--- Records to use ---

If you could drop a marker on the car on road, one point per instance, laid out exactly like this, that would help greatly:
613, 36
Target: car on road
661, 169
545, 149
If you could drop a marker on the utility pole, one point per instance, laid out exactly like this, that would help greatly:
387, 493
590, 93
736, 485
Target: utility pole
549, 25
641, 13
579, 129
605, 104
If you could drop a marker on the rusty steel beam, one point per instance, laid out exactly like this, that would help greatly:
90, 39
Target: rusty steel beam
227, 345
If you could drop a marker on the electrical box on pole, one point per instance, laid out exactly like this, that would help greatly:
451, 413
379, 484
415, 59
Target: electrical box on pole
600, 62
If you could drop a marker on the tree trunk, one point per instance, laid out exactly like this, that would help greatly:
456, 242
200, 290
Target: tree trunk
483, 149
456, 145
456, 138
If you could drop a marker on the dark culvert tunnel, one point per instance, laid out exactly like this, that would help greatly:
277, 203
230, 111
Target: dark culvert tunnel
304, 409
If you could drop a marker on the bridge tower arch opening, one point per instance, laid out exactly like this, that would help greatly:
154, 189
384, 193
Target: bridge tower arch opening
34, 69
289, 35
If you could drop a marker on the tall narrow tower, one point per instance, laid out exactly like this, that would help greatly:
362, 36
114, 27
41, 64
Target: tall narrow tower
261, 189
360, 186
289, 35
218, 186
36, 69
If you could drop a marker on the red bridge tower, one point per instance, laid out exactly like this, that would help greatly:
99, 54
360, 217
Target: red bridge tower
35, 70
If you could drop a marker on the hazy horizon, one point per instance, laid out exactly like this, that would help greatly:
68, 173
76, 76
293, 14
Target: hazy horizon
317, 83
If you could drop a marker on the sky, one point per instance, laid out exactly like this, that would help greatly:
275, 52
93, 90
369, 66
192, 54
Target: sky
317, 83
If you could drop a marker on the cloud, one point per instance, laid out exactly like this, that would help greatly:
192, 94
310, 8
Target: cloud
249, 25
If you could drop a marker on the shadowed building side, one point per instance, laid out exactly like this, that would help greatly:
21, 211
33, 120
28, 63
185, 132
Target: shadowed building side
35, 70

---

Exercise >>
Restate the full data above, keeping each word intact.

Response area >>
If you could drop a marker on the car on road, one point per instance, laid out exactly like this, that would help greatly:
613, 36
Target: car on road
661, 169
545, 149
If you could drop a marker on the utility pole, one point per instance, laid out exactly like this, that would help greatly:
387, 493
590, 93
736, 485
Target: utility pole
549, 25
641, 13
579, 129
605, 104
If you could drop a marker on the rusty steel beam, one point per instance, laid out exactly like this, that would help greatly:
90, 39
Target: rusty steel beam
227, 345
If you could drop a marker on the electrical box on pole, one point per instance, laid out exactly like this, that would help greatly:
451, 413
379, 484
415, 59
Target: electrical box on pole
600, 62
If you could drop a marker on the tree trunk, one point per instance, laid out exactly like this, that would help greatly:
456, 242
200, 290
Target: tree trunk
483, 149
456, 145
456, 138
If you could drop a marker on the dark culvert tunnel, one point per instance, laid out exactly like this, that would help greatly:
277, 203
230, 111
Target: dark culvert tunnel
304, 409
If you could drop a marker on the bridge tower arch opening, one point per instance, laid out exactly like this, that would help greatly:
154, 189
384, 193
Target: bridge tower arch opening
34, 69
289, 35
If you could drop a marker on the tall narrow tower, one point per instance, laid out exactly like this, that would help greatly:
362, 36
114, 27
41, 64
Target: tall narrow tower
261, 189
360, 186
289, 35
218, 186
36, 69
If you could drop a marker on the red bridge tower, one point per instance, laid out exactly like this, that would help greatly:
99, 54
360, 217
Target: red bridge tower
35, 70
If you could drop a marker on the hazy horizon, one point per instance, laid out exactly like this, that would help greatly:
68, 173
76, 76
293, 14
Target: hazy horizon
317, 83
If you could drop a marker on the sky, one point per instance, laid out exactly like this, that would help greatly:
275, 52
93, 90
369, 66
192, 54
Target: sky
317, 83
If you could drop a marker on the cloud, one point per instance, laid out exactly like this, that would help greatly:
192, 94
310, 8
Target: cloud
249, 25
If you could drop a marker on the shadowed building side, one point per instance, laid out exactly like this, that would help greatly:
21, 211
33, 120
28, 63
185, 132
Target: shadowed building side
35, 70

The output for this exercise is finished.